- EXERCISE BRIEF:
Render the listing as a JSON array of strings, one string per line, with blank lines omitted. Begin at the first line of the listing, stop after the line that contains "[[[111,101],[112,102],[112,111],[119,112],[119,97],[111,97]]]", and include nothing beyond it.

[Segmentation annotation records]

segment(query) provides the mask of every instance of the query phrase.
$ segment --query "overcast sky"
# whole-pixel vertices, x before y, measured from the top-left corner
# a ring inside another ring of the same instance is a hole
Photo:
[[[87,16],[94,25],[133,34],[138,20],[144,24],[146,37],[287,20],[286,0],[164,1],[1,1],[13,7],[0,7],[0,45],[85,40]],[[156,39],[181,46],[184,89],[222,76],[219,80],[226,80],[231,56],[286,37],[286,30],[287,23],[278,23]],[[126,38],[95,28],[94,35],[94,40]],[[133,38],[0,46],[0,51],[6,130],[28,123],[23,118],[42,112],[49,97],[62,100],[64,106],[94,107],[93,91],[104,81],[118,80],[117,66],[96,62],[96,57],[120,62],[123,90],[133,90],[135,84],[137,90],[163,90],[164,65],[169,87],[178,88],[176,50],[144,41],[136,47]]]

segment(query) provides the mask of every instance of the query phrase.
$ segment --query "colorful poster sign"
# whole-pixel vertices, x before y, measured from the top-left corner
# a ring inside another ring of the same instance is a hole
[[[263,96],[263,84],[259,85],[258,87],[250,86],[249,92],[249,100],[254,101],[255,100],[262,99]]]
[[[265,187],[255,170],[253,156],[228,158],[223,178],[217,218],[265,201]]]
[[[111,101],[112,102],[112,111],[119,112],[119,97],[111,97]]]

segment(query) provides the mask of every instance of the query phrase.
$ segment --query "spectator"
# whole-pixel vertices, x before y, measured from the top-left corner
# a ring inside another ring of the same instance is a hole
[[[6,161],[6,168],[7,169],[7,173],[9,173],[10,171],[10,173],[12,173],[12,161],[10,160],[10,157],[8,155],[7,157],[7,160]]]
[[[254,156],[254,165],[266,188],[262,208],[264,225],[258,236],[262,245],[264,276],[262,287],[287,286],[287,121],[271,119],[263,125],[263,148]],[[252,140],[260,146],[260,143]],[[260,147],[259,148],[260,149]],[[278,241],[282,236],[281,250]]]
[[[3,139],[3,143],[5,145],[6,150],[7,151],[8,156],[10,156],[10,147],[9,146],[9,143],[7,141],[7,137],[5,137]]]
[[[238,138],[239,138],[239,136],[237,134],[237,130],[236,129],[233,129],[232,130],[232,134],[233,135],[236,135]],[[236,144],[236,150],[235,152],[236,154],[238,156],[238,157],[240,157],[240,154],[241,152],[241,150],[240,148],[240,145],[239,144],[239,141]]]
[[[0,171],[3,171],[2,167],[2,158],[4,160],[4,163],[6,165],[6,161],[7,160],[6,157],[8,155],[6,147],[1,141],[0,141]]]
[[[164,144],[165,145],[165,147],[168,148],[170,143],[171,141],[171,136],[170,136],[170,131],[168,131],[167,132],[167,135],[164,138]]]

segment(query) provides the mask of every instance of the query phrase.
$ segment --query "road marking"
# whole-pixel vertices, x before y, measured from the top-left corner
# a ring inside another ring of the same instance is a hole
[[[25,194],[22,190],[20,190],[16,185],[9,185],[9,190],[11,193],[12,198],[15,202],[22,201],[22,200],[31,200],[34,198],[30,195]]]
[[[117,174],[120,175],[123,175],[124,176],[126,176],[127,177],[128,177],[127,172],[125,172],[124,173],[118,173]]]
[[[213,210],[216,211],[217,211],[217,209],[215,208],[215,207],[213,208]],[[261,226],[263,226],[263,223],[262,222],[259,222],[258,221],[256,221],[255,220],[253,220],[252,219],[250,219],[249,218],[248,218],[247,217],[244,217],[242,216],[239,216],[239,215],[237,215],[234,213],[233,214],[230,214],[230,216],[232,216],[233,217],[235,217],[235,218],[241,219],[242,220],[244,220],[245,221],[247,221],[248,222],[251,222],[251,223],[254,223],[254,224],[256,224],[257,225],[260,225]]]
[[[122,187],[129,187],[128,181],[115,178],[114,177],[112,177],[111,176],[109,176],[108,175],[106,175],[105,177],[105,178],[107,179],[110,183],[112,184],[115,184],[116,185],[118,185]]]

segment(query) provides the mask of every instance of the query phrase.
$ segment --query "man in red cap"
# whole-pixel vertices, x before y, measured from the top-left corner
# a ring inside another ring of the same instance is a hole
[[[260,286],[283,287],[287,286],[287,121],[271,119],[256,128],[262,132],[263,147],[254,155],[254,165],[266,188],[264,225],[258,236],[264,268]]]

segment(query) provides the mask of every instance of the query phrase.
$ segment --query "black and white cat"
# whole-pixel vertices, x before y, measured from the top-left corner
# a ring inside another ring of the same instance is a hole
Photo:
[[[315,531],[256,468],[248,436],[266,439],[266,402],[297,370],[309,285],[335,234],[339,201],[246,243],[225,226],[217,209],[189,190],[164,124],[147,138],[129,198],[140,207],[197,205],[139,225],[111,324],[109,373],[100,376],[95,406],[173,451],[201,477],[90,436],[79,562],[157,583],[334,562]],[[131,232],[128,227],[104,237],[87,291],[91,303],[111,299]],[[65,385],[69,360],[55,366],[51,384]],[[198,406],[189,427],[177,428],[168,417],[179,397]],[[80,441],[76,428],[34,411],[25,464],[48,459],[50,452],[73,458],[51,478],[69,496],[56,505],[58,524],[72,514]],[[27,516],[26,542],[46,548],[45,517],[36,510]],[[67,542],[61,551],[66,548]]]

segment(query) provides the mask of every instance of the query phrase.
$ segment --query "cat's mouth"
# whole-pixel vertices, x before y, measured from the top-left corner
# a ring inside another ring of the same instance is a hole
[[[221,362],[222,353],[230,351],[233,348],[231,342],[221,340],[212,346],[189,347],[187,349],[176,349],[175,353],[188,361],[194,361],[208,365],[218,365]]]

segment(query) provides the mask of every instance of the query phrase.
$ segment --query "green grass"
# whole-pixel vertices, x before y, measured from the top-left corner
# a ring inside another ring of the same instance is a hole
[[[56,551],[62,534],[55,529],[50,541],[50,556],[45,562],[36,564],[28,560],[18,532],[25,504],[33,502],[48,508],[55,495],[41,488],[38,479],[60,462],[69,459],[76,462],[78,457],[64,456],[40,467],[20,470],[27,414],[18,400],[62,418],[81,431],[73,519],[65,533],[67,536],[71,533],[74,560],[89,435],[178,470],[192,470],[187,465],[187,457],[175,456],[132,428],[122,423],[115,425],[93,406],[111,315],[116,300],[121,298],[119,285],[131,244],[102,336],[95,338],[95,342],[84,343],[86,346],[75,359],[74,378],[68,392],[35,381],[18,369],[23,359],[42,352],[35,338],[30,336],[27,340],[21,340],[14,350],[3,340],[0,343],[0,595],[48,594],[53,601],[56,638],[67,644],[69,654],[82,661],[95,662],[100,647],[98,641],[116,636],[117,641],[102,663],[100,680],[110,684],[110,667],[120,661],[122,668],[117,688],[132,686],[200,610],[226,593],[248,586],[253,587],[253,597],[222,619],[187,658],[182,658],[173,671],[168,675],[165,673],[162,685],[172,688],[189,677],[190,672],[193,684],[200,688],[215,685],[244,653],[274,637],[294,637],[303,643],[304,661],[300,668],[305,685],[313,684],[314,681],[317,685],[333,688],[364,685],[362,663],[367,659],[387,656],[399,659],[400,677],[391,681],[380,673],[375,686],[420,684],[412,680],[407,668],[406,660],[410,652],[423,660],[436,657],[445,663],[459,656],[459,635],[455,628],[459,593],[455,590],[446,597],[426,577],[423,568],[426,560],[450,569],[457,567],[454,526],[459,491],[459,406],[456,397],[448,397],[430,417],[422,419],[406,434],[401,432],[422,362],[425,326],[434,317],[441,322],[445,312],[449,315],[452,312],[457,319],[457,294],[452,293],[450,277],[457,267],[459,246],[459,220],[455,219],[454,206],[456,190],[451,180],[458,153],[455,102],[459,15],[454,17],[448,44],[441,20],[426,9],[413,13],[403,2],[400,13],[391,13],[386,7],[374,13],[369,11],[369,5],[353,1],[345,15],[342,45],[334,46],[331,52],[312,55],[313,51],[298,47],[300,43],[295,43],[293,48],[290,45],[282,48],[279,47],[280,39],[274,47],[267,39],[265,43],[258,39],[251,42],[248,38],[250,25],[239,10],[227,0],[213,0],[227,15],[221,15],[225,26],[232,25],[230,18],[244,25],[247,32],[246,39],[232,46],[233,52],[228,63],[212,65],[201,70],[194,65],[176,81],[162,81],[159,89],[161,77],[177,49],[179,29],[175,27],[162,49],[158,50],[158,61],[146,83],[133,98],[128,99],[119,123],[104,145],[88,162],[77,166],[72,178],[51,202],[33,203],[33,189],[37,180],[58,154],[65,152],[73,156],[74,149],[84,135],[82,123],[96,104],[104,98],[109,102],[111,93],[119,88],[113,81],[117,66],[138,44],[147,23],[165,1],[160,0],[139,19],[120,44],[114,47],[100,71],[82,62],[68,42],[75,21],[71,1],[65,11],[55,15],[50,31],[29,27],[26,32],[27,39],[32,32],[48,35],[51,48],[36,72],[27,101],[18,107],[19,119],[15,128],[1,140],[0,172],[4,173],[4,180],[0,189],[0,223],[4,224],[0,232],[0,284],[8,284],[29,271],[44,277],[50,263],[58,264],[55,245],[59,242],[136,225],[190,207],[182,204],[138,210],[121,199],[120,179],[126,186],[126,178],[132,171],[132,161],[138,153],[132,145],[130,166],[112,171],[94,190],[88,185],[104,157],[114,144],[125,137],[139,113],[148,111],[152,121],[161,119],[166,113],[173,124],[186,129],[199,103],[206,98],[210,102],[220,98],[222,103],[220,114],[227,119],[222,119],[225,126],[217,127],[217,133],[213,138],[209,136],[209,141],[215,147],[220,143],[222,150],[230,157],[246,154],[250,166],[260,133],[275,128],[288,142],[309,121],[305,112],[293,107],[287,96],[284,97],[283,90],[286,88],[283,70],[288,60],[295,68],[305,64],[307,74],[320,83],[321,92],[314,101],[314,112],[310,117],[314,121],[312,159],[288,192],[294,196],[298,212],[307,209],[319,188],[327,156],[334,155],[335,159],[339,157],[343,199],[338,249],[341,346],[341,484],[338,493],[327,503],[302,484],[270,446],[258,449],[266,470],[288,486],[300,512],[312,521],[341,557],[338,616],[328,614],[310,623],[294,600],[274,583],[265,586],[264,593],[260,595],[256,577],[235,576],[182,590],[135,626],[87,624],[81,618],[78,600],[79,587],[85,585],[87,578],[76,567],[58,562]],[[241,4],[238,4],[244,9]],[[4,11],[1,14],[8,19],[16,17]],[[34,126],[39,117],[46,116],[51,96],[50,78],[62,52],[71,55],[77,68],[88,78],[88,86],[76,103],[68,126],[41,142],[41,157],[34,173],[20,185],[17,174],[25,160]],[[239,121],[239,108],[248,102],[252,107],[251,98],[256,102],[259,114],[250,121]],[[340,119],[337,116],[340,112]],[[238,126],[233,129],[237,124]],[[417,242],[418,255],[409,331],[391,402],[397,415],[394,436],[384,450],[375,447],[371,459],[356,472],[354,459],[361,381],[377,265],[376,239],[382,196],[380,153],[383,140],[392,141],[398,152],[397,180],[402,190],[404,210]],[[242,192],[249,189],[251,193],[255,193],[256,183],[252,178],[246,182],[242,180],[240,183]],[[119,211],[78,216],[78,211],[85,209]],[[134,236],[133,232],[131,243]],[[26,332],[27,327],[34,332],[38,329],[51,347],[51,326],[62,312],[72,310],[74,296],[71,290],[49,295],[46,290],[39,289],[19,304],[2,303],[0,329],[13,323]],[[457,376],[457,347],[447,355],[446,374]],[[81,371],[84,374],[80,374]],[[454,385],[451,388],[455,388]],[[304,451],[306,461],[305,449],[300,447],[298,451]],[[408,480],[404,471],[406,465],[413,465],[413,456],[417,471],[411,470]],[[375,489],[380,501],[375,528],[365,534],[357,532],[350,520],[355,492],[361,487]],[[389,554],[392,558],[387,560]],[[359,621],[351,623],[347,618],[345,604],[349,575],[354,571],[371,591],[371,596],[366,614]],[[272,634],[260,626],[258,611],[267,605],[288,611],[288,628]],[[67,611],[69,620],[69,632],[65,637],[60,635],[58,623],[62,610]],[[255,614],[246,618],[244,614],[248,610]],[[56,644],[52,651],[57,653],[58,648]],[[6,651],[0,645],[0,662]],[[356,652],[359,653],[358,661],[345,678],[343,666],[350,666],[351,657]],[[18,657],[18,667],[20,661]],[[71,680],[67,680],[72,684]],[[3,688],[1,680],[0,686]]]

- EXERCISE OUTPUT:
[
  "segment(query) provides the mask of every instance of the query phrase.",
  "$ segment --query \"overcast sky\"",
  "# whole-pixel vertices, x before y, measured from the top-left corner",
  "# a ring inside another ring of the same instance is a hole",
  "Photo:",
  "[[[87,16],[94,25],[133,34],[138,20],[144,24],[146,37],[287,20],[286,0],[164,1],[1,1],[13,7],[0,7],[0,45],[85,40]],[[156,39],[181,46],[184,89],[222,76],[219,80],[226,80],[231,56],[286,37],[286,30],[287,23],[278,23]],[[126,38],[95,28],[94,35],[94,40]],[[133,38],[0,46],[0,51],[6,130],[28,123],[23,118],[42,112],[49,97],[62,100],[64,106],[94,107],[93,91],[104,81],[118,80],[117,66],[96,62],[96,57],[120,62],[123,90],[133,90],[135,84],[137,90],[163,90],[164,65],[169,87],[178,88],[176,50],[144,41],[136,47]]]",
  "segment(query) provides the mask of every instance of the query phrase.",
  "$ segment --query \"colorful poster sign\"",
  "# whole-pixel vertices, x before y, measured from the top-left corner",
  "# a ring inside another ring of the same instance is a hole",
  "[[[263,96],[263,84],[259,85],[258,87],[250,86],[249,92],[249,100],[254,101],[255,100],[262,99]]]",
  "[[[265,187],[255,170],[253,156],[228,158],[223,178],[217,218],[265,201]]]",
  "[[[111,101],[112,102],[112,111],[119,112],[119,97],[111,97]]]"
]